- Goal of the exercise -
Reformat the records below as a numbered list, starting with the line that contains "door in the photo above." and ending with the final line of the records, both included. Omit any blank lines.

(begin)

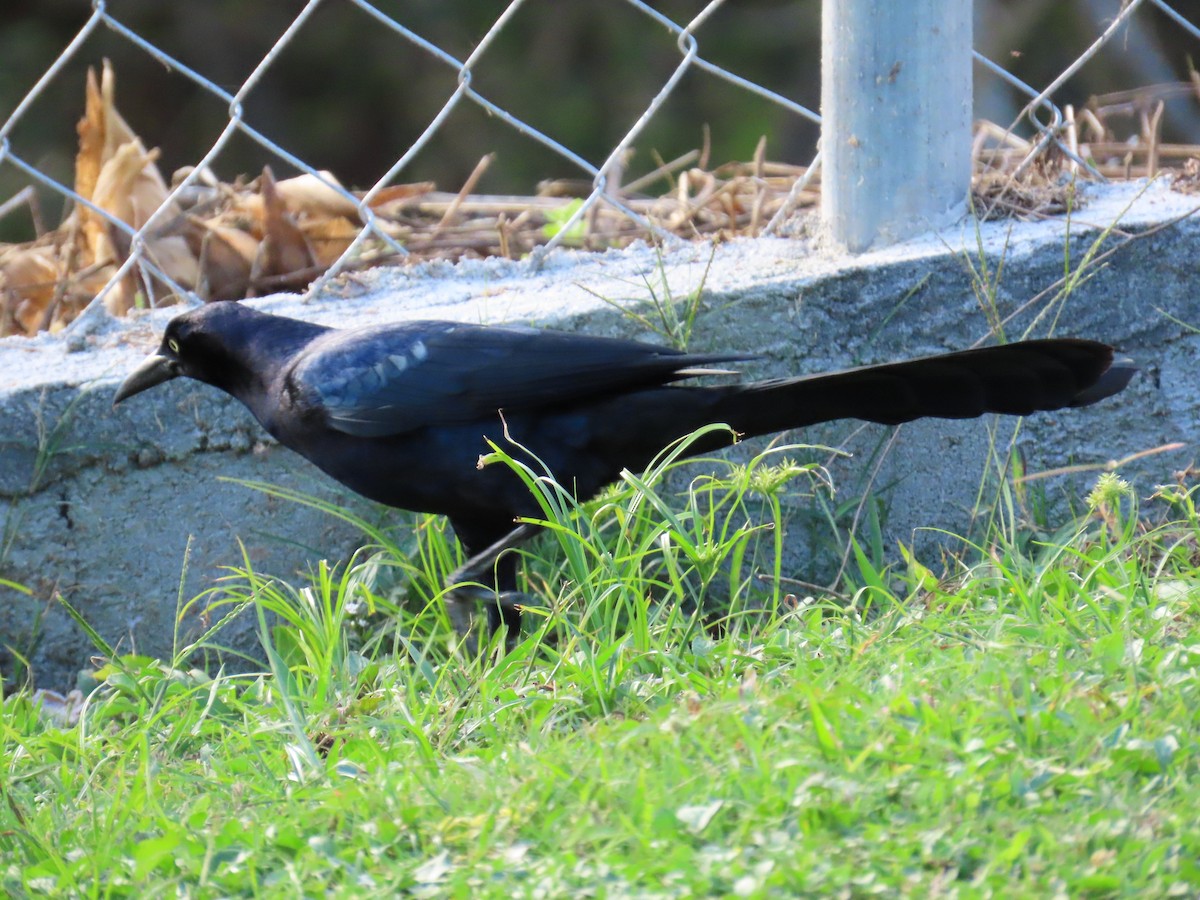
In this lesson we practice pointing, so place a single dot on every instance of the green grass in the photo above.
(1023, 724)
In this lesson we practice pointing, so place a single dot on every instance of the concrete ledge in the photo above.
(100, 504)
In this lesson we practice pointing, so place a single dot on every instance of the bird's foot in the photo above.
(503, 609)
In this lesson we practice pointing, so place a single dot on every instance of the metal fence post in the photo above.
(895, 101)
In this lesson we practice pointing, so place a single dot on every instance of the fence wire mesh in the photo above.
(133, 237)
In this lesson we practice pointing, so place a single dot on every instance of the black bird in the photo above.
(400, 413)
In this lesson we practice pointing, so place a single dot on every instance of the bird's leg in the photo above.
(502, 600)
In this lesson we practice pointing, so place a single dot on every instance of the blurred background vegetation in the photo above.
(351, 96)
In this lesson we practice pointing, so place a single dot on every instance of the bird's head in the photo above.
(191, 346)
(227, 345)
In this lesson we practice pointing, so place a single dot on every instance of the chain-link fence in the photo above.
(1096, 88)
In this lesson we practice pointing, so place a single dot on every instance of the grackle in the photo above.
(400, 413)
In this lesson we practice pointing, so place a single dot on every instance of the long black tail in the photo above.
(1015, 378)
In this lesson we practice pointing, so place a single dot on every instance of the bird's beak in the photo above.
(156, 370)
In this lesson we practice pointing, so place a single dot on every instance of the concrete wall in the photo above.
(100, 504)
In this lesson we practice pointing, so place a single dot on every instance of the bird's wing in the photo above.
(397, 378)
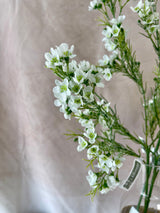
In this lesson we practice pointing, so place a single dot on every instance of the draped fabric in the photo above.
(40, 169)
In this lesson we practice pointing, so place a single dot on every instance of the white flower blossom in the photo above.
(151, 29)
(82, 144)
(75, 102)
(109, 45)
(106, 107)
(61, 91)
(79, 76)
(115, 30)
(100, 103)
(107, 32)
(103, 123)
(113, 56)
(64, 51)
(75, 87)
(104, 160)
(138, 7)
(91, 135)
(86, 123)
(84, 65)
(111, 182)
(104, 61)
(117, 21)
(94, 4)
(92, 151)
(104, 190)
(92, 178)
(53, 59)
(87, 94)
(72, 67)
(107, 74)
(66, 110)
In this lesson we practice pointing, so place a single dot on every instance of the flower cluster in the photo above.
(95, 4)
(75, 95)
(148, 18)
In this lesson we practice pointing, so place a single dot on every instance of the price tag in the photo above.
(132, 176)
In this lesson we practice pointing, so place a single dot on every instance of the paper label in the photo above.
(132, 176)
(133, 210)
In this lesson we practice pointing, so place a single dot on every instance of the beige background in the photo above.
(40, 170)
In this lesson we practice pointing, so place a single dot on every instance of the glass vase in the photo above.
(144, 195)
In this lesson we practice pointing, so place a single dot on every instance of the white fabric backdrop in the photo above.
(40, 170)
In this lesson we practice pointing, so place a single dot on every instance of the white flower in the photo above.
(111, 182)
(84, 65)
(52, 59)
(107, 74)
(61, 91)
(86, 112)
(92, 151)
(82, 144)
(115, 30)
(91, 135)
(79, 76)
(118, 162)
(87, 94)
(117, 21)
(75, 87)
(104, 168)
(92, 178)
(94, 4)
(104, 190)
(96, 77)
(104, 160)
(100, 103)
(64, 51)
(103, 123)
(104, 61)
(150, 102)
(72, 67)
(106, 107)
(86, 123)
(107, 32)
(66, 110)
(75, 102)
(142, 139)
(138, 7)
(151, 29)
(113, 56)
(109, 45)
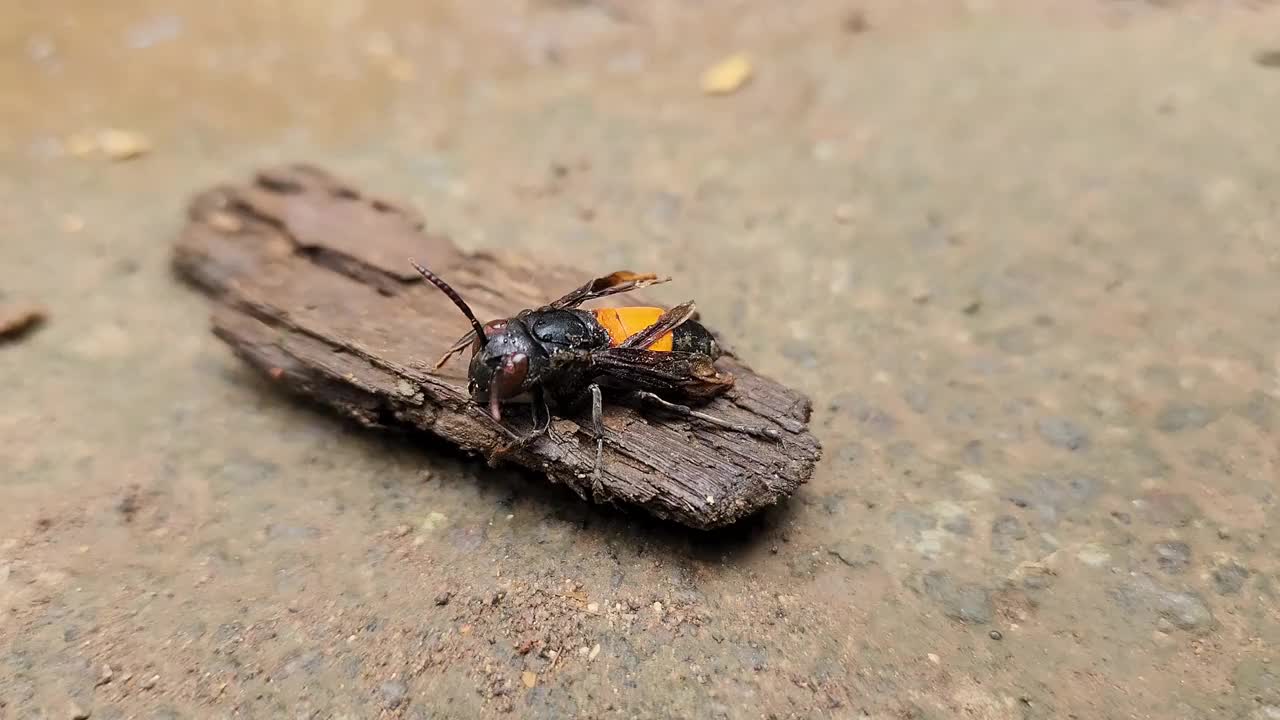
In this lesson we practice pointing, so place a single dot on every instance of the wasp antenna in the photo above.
(452, 295)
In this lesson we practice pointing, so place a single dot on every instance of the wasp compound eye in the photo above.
(507, 382)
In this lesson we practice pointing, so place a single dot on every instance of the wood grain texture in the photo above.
(314, 288)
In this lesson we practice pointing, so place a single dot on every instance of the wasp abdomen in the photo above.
(621, 323)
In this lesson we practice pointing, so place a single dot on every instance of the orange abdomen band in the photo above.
(622, 323)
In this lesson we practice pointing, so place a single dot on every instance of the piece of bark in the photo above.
(314, 288)
(17, 320)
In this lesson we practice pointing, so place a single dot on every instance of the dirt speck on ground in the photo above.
(1020, 255)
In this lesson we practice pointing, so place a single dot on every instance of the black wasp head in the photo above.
(501, 352)
(499, 364)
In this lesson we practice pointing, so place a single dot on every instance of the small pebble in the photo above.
(393, 693)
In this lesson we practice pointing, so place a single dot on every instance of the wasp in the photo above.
(561, 359)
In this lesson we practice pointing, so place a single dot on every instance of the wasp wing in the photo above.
(667, 322)
(613, 283)
(688, 374)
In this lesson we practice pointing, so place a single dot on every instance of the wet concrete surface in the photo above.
(1024, 261)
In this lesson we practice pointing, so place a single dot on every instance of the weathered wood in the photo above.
(315, 290)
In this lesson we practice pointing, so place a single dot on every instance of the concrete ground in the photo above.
(1023, 256)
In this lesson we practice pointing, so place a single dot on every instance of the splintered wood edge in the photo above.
(287, 241)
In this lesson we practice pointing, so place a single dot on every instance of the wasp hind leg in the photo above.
(686, 411)
(598, 428)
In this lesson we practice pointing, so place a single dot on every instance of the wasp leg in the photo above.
(598, 427)
(685, 411)
(519, 441)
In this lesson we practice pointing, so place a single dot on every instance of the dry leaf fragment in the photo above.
(727, 76)
(122, 144)
(17, 319)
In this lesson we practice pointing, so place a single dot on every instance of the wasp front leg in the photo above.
(521, 441)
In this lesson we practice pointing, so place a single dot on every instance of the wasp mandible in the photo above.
(561, 358)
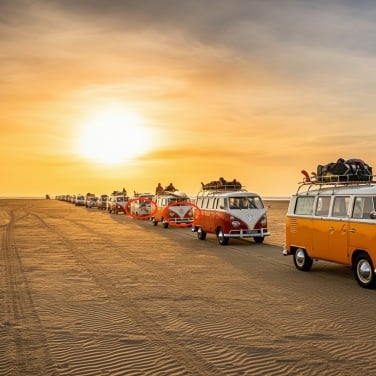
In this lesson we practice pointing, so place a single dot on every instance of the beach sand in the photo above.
(84, 292)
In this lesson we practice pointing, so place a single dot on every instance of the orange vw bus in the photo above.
(337, 223)
(228, 211)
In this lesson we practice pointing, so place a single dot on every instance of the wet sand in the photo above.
(84, 292)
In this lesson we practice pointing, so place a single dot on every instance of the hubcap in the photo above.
(300, 257)
(364, 271)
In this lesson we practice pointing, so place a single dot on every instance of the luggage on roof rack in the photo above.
(351, 170)
(222, 185)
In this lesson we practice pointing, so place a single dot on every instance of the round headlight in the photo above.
(235, 223)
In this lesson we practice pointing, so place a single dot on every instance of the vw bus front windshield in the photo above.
(249, 202)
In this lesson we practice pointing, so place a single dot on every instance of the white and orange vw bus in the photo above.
(173, 208)
(230, 212)
(336, 223)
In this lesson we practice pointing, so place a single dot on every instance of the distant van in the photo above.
(173, 208)
(335, 223)
(231, 213)
(141, 205)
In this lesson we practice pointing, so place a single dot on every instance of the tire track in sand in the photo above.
(23, 346)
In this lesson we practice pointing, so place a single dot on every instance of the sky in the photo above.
(100, 95)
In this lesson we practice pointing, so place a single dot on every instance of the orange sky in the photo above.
(252, 90)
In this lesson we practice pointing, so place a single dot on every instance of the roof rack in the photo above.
(334, 181)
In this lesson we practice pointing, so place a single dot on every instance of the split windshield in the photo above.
(251, 202)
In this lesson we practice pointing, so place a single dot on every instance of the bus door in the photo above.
(361, 227)
(212, 214)
(338, 230)
(321, 225)
(330, 234)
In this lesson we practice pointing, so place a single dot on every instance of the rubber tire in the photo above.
(222, 240)
(302, 261)
(201, 234)
(363, 261)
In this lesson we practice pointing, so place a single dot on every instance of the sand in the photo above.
(84, 292)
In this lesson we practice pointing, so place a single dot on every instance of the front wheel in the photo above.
(222, 239)
(364, 271)
(302, 261)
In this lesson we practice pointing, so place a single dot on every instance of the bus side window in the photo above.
(362, 207)
(221, 203)
(340, 206)
(304, 205)
(322, 207)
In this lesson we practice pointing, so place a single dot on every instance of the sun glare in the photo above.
(114, 135)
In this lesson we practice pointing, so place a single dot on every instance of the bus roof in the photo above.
(350, 189)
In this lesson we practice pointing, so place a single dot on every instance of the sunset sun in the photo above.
(113, 135)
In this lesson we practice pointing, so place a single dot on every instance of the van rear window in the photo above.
(304, 205)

(end)

- Solution for this task -
1. In this lesson we practice pointing, so place a single dot on every instance of the bus door in the photo above.
2. (361, 227)
3. (212, 214)
4. (338, 230)
5. (321, 225)
6. (330, 234)
7. In this lesson we practice pointing, so place a single dot on every instance of the rubber tire in the photo above.
8. (222, 240)
9. (302, 261)
10. (201, 234)
11. (363, 261)
12. In this lesson we practice pointing, so place a single dot on every instance of the sand in the photo above.
13. (84, 292)
14. In this lesson we practice pointing, so place a single dot on every instance of the front wheel in the photo above.
15. (222, 239)
16. (364, 271)
17. (302, 261)
18. In this lesson we practice pointing, so place a single dot on every instance of the bus side window in the photo above.
19. (362, 207)
20. (221, 203)
21. (340, 206)
22. (304, 205)
23. (322, 207)
24. In this lesson we practice pointing, so place a single dot on every instance of the sun glare in the photo above.
25. (114, 135)
26. In this lesson we practice pointing, so place a single dot on every instance of the bus roof in the photo above.
27. (350, 189)
28. In this lesson we practice pointing, so place a single dot on every instance of the sunset sun in the photo above.
29. (113, 135)
30. In this lesson we practice pointing, so place a single dot on every instance of the van rear window in the photo above.
31. (304, 205)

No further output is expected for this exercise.